> **REQUIREMENT A**: In the Playtime Festival text, how far is Playtime Field from the center of Ulaanbaatar?
> **REQUIREMENT B**: Using the Playtime Festival text, explain why the new venue counts as a significant step in the festival's commitment to sustainability.

> **STUDY TEXT**:
====

In 2024, Playtime Festival relocated to a new venue named Playtime Field, situated in the Nalaikh area of Ulaanbaatar, approximately 50 kilometers from the city center. The new venue has a daily capacity of 30,000 people and represents a significant step in the festival's commitment to sustainability, featuring a botanical garden, self-sustainable clean energy solutions, and an eco-friendly camping site. This year, 50 international artists from 21 countries were announced to perform at the festival. The new field is circular shaped resembling the traditional Mongolian dwelling "ger" shape.

== Stages ==
Playtime Festival has 7 stages each representing a unique range of genres.

====

Stored data entries:

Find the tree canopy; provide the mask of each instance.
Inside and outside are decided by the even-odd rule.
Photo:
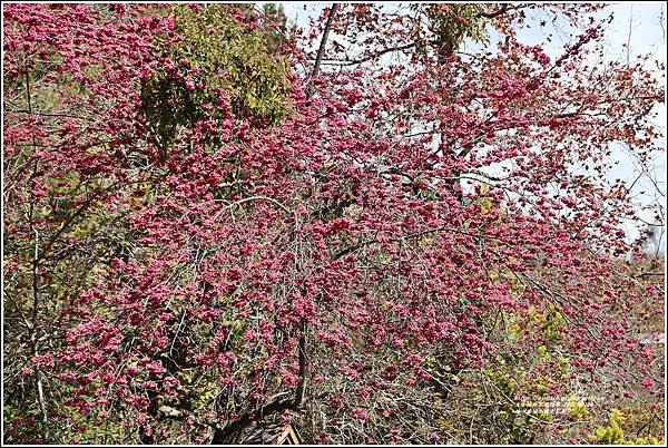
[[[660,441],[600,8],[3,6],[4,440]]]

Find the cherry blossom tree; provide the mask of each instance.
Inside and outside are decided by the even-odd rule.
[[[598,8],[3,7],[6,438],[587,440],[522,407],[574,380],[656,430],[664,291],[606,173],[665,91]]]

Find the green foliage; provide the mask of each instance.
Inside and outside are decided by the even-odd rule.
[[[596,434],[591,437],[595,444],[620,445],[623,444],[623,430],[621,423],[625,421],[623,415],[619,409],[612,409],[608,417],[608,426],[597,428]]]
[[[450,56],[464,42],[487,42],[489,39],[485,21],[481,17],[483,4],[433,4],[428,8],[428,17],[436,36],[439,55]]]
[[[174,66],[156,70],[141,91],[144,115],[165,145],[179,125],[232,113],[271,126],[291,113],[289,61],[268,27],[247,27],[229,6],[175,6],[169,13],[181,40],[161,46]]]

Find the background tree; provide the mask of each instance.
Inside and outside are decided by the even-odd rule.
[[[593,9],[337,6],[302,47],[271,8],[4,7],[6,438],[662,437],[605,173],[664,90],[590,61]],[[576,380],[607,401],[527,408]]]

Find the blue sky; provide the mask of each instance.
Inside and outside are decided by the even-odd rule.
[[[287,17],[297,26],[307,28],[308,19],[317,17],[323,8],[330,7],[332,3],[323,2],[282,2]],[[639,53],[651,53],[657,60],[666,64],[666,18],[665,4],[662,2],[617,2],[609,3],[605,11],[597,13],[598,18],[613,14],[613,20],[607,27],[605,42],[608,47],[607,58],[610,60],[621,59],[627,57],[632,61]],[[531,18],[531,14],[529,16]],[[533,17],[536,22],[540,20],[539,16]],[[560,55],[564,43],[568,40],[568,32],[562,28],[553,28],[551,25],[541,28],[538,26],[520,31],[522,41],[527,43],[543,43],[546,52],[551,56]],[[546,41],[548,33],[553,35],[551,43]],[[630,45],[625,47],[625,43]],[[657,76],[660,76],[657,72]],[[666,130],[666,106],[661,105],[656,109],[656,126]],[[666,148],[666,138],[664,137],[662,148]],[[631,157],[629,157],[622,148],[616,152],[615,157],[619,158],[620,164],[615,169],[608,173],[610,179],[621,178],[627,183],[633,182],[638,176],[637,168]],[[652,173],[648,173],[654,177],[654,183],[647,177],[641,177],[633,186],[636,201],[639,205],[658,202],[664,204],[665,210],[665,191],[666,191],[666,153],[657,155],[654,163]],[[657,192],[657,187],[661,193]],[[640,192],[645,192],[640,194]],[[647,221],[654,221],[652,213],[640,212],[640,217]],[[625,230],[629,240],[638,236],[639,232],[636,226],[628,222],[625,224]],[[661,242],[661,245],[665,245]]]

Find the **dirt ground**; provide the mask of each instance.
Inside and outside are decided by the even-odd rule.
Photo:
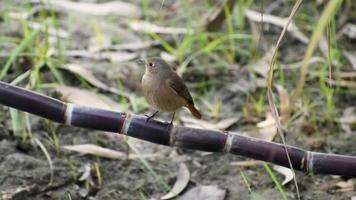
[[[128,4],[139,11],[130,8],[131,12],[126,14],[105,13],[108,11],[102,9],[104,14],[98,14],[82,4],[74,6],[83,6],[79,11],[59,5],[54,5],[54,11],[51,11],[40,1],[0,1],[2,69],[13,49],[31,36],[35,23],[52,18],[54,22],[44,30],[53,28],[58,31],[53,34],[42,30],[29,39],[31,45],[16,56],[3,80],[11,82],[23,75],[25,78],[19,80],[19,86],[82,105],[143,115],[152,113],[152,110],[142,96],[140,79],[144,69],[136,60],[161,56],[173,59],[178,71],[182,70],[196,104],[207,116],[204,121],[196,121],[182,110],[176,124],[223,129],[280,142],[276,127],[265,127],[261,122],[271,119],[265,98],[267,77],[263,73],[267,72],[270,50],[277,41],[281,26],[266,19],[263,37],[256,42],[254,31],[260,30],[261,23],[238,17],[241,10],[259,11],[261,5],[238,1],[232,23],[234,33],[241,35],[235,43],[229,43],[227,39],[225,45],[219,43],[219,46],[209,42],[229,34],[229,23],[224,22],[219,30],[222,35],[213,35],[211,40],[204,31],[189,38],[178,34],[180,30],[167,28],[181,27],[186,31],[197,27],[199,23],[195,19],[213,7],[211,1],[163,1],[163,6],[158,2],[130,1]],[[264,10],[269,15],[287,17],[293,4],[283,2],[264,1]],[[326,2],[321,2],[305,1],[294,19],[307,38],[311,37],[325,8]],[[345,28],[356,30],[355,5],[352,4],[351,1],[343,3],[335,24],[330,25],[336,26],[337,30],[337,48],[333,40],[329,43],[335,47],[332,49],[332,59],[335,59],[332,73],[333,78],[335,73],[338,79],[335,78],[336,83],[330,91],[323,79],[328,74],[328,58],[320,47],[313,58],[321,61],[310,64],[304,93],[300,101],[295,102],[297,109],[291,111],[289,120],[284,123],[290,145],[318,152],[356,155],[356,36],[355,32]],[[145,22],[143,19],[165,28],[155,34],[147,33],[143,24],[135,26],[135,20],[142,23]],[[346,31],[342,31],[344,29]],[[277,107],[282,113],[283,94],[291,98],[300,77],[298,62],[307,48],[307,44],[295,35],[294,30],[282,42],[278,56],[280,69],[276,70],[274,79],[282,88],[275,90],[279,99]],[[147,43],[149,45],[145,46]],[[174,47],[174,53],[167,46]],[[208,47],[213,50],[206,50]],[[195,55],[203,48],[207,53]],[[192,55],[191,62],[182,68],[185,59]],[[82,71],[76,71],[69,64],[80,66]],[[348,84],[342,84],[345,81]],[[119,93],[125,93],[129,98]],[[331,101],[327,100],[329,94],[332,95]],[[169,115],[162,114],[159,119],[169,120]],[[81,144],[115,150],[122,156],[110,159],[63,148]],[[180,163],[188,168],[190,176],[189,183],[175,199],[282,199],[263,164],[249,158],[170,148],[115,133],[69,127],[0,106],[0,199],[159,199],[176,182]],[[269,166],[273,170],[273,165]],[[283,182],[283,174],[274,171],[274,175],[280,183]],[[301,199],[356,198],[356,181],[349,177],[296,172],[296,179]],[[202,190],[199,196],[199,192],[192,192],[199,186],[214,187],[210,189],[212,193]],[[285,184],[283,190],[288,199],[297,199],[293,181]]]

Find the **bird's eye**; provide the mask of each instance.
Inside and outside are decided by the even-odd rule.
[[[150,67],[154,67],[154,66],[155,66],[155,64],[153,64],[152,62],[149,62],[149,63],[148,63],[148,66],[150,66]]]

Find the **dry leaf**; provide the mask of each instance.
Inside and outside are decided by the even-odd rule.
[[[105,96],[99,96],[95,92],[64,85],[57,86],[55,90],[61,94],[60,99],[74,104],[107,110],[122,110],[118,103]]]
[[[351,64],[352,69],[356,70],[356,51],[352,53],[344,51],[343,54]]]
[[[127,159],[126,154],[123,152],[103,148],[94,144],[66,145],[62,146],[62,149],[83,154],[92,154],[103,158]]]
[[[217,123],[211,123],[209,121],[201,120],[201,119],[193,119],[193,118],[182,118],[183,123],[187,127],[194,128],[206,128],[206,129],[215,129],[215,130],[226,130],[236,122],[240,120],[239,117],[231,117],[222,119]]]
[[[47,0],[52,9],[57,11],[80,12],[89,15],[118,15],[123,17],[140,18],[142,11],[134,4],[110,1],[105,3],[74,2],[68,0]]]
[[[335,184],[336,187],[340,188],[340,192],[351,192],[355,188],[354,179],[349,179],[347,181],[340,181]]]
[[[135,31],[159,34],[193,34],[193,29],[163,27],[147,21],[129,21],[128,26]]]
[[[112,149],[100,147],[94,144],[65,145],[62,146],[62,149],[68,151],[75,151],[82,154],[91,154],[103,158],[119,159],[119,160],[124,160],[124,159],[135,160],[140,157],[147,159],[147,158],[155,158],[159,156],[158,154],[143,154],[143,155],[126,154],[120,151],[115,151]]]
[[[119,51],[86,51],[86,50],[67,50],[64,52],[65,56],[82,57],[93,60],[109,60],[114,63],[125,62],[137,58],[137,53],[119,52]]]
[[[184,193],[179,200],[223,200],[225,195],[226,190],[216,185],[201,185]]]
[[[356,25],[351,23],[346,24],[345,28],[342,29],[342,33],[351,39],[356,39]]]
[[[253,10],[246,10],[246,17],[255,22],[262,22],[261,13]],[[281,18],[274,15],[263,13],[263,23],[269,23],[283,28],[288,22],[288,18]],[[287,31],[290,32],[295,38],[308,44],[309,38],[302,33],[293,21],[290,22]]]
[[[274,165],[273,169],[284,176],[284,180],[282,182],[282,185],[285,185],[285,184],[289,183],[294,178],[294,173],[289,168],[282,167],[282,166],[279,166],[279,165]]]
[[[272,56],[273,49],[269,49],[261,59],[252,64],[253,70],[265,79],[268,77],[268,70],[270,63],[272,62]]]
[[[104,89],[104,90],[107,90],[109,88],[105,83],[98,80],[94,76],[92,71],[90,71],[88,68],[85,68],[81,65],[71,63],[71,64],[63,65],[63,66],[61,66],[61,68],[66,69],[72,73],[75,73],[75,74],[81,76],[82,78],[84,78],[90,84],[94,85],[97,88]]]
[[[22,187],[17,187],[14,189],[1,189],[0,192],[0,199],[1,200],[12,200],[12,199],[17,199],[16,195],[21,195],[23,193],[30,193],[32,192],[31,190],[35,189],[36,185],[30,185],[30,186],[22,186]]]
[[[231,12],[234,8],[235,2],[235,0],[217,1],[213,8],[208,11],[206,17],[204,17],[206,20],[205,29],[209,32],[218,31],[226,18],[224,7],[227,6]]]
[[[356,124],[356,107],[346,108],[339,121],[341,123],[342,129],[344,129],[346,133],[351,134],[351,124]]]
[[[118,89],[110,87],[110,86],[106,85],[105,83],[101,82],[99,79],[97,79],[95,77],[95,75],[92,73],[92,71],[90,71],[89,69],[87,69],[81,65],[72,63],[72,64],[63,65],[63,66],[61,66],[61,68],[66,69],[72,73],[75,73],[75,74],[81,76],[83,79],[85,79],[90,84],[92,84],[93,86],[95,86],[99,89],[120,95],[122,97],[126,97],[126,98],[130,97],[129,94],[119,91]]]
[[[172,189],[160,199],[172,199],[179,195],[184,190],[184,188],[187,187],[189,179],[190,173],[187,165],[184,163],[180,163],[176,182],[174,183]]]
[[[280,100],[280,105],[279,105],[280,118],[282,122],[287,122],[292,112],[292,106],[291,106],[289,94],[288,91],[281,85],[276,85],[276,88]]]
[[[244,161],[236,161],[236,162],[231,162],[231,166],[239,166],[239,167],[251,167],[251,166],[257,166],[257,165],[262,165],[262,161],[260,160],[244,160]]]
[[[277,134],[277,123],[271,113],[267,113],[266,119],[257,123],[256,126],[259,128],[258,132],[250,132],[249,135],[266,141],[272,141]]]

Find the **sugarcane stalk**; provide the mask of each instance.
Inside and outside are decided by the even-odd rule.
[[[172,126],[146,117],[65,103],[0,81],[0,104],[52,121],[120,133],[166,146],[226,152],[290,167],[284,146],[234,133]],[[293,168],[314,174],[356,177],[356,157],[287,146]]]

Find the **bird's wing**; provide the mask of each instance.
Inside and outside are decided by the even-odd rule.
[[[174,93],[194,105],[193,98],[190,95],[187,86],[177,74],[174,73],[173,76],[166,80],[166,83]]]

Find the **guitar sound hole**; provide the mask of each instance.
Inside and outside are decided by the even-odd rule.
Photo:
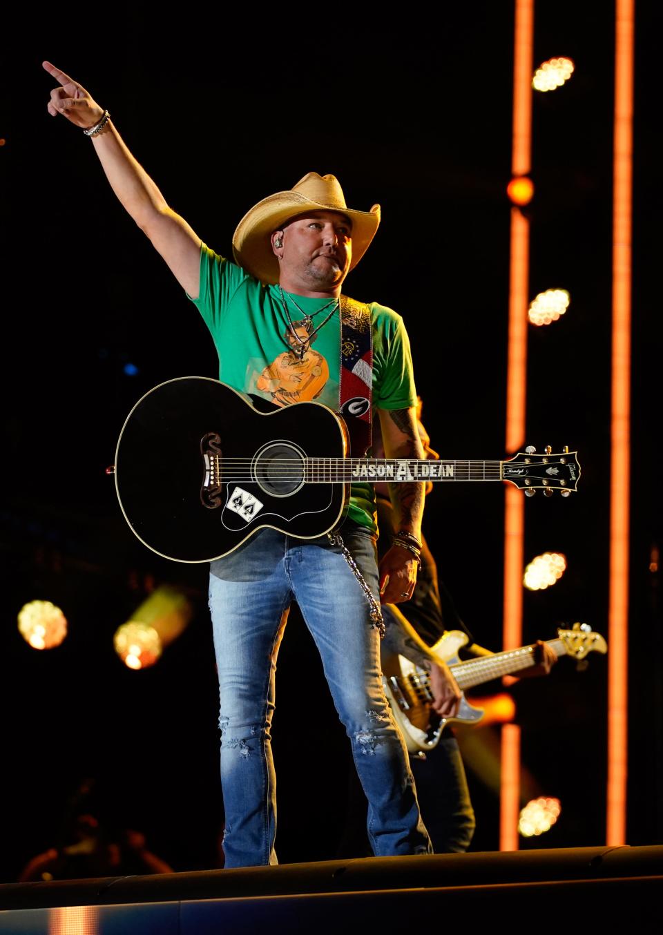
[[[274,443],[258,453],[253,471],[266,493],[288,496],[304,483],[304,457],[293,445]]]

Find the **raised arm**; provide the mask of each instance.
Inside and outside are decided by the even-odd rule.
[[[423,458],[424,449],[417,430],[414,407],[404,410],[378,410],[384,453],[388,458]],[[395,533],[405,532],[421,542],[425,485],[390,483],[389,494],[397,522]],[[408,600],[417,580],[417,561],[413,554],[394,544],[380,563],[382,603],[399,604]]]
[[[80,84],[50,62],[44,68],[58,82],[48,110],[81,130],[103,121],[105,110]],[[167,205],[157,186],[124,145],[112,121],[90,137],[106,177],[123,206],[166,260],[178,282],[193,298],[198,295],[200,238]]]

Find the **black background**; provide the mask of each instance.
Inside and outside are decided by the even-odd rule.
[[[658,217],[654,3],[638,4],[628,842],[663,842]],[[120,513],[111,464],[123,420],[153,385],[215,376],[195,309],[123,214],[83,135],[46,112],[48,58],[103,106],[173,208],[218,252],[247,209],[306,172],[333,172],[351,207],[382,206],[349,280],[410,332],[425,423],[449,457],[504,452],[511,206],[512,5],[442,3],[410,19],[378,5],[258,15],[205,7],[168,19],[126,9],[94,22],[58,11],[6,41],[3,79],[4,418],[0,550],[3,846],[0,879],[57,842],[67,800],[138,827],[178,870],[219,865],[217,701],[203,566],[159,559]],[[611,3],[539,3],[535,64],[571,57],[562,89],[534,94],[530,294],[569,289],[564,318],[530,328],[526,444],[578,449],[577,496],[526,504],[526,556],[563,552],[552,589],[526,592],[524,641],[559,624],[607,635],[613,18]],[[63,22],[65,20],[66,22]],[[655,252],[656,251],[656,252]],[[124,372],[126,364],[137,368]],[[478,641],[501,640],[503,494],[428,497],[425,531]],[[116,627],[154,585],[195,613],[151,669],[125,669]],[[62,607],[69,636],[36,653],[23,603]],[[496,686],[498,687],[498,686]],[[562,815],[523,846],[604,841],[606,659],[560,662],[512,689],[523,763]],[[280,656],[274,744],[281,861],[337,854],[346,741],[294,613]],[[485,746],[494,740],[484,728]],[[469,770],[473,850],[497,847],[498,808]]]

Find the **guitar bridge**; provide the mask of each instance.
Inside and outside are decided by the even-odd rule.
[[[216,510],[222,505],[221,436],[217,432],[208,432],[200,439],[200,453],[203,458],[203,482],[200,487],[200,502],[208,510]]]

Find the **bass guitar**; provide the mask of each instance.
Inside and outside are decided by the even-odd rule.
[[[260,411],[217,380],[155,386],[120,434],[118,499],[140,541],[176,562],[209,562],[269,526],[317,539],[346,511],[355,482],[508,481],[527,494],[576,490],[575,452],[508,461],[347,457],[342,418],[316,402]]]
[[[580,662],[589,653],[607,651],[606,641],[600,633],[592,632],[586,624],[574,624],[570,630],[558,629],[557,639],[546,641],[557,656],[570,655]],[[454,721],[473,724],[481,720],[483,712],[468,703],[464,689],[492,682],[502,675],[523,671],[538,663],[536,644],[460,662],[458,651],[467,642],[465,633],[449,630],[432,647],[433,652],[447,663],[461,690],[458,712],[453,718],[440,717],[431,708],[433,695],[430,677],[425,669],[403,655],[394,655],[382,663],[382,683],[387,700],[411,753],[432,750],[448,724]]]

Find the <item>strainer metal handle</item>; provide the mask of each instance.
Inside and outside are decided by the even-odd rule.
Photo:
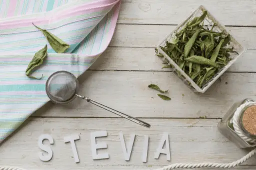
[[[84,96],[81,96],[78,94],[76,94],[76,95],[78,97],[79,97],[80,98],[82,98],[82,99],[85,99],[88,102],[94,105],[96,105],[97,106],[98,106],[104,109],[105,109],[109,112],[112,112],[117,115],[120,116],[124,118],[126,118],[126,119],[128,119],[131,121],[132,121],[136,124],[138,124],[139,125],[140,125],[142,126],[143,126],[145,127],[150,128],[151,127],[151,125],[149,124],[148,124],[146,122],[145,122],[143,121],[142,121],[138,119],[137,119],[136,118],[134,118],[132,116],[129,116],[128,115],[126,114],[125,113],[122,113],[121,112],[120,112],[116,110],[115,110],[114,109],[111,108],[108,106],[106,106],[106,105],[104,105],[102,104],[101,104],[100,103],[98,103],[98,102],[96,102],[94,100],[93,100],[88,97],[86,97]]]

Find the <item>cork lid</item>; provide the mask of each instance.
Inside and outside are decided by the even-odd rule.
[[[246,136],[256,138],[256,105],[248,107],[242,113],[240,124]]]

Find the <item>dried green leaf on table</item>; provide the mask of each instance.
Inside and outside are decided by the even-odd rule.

====

> **EXERCISE SOLUTION A**: About 50 kilometers.

> **EXERCISE SOLUTION B**: The venue has a botanical garden, self-sustainable clean energy solutions, and an eco-friendly camping site.